READING PASSAGE START

Using Cookies to Authorize Access

Although cookies have become a major Internet cause célèbre, there really isn’t much difference between name/password-based and cookie-based authorization. In both cases, the browser transmits credentials to the server by way of an HTTP header—it’s either HTTP_AUTHORIZATION or HTTP_COOKIE. In both cases, security is weak when credentials travel over an unencrypted connection and much stronger when the data is encrypted with SSL. In both cases, authentication can persist so that users need not repeatedly assert their identities. The chief advantage of the cookie method is also its worst public-relations problem: cookies persist across browser sessions. (With basic authentication, credentials persist only during a session.) A cookie enables a server to recognize a user and authorize access automatically, without any input from the user. In order to do that, cookie data has to live on your hard disk. We’ll review what that data is, how it gets onto your hard disk, and how it can be used. But first let’s frame this volatile issue with a few observations:

Any form of authentication does away with anonymity.

Large areas of the Internet are open to anonymous use and will likely remain so. Groupware, though, is about relationships, and relationships are based on identity. If you choose to participate in a groupware application—on a public Internet site that serves 300,000 magazine subscribers or on an intranet server that hosts a team of a dozen collaborators—you must be willing to identify yourself. From this perspective it makes no difference whether you announce your identity by way of an HTTP_AUTHORIZATION header or an HTTP_COOKIE header.

Privacy depends on honor and trust.

When you give up your anonymity, you also lose absolute control of your privacy. All your actions and behavior in an authenticated realm can be monitored. At issue is whether, or to what degree, you actually are monitored and how the information collected about you will be used. Ideally an authenticated service should invite you to specify what you will allow it to remember about you, explain how what it remembers will help you, and state whether that information will be released and, if so, to whom and on what terms. Users who participate in authenticated services place their trust in these kinds of agreements. Providers of authenticated services have to honor the terms of these agreements. Again, though, this has nothing to do with cookies. The issue is authentication itself and its implications, not the means of authentication.

Offer multiple means of authentication.

Despite these arguments, a lot of people just plain hate the idea of cookies. Why fight that? If someone thinks that a cookie is a kind of virus (it isn’t), you’re not likely to be able to change that perception, and there’s really no reason to try. Offer basic authentication as an alternative. We’ll see shortly how you can use both methods in parallel.

READING PASSAGE END

> [WHAT YOU ARE ASKED TO DO]:
Reproduce the passage on cookie authorization word for word, beginning at the words "Any form of" and stopping after "honor and trust.". The lines after the passage on cookie authorization are separate material with no connection to it.

RECORDED DATA START

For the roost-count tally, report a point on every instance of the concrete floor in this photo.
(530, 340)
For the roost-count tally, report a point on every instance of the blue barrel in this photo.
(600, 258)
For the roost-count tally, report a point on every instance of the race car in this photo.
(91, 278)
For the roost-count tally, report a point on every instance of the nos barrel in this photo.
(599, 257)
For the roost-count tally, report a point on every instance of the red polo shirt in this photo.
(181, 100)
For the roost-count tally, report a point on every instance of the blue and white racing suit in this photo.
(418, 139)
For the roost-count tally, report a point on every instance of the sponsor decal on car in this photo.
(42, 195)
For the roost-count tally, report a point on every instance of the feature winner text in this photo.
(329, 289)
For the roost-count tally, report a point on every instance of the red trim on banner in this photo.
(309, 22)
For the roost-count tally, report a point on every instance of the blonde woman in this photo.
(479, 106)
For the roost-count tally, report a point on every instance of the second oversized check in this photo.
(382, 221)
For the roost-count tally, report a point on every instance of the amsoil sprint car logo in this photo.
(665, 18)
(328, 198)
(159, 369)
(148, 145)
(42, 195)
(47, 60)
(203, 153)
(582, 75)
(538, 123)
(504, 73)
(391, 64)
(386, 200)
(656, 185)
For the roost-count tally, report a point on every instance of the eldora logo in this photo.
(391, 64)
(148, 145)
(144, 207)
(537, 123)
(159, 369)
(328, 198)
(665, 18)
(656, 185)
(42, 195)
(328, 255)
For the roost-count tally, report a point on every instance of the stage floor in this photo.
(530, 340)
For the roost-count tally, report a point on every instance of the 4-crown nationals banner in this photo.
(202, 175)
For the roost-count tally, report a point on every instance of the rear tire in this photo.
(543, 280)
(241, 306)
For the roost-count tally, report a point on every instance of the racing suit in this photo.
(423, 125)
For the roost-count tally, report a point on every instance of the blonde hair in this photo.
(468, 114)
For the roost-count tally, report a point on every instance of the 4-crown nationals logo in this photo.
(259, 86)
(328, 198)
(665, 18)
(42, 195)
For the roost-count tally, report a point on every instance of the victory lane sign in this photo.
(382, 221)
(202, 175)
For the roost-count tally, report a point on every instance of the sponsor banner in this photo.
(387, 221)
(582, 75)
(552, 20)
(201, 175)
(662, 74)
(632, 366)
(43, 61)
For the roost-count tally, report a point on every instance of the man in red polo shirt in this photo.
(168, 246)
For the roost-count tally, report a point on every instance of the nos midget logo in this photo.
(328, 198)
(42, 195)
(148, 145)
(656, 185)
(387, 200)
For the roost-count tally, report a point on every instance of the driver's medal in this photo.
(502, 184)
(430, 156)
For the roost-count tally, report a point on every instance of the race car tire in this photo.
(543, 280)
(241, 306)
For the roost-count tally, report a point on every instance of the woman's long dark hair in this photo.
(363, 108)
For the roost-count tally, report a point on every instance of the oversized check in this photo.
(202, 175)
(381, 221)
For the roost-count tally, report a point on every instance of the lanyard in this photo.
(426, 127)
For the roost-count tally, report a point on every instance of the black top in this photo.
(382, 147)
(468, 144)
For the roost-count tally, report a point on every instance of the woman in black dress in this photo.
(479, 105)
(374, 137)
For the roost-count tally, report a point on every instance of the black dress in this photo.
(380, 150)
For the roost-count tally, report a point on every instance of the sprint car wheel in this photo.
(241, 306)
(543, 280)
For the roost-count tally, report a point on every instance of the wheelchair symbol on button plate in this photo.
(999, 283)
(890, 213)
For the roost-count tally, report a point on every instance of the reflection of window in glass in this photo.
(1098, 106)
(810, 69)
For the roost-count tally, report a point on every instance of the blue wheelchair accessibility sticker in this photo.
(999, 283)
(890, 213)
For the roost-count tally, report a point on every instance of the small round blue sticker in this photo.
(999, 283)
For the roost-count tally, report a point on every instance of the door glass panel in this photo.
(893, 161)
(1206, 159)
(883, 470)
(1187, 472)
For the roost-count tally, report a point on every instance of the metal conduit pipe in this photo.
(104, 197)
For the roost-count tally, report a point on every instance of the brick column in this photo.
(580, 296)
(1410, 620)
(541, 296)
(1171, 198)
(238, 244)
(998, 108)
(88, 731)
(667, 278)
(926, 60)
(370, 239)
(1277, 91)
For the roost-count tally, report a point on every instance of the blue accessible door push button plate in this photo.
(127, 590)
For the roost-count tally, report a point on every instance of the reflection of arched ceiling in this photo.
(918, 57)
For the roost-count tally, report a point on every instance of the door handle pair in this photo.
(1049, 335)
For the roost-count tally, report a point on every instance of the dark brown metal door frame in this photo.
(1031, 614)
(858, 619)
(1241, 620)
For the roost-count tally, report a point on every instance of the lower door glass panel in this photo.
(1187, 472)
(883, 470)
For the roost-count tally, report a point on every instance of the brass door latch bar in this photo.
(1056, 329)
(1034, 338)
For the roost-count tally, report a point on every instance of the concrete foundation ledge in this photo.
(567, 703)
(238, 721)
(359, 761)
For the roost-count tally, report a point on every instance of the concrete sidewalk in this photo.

RECORDED DATA END

> [ANSWER SPACE]:
Any form of authentication does away with anonymity.

Large areas of the Internet are open to anonymous use and will likely remain so. Groupware, though, is about relationships, and relationships are based on identity. If you choose to participate in a groupware application—on a public Internet site that serves 300,000 magazine subscribers or on an intranet server that hosts a team of a dozen collaborators—you must be willing to identify yourself. From this perspective it makes no difference whether you announce your identity by way of an HTTP_AUTHORIZATION header or an HTTP_COOKIE header.

Privacy depends on honor and trust.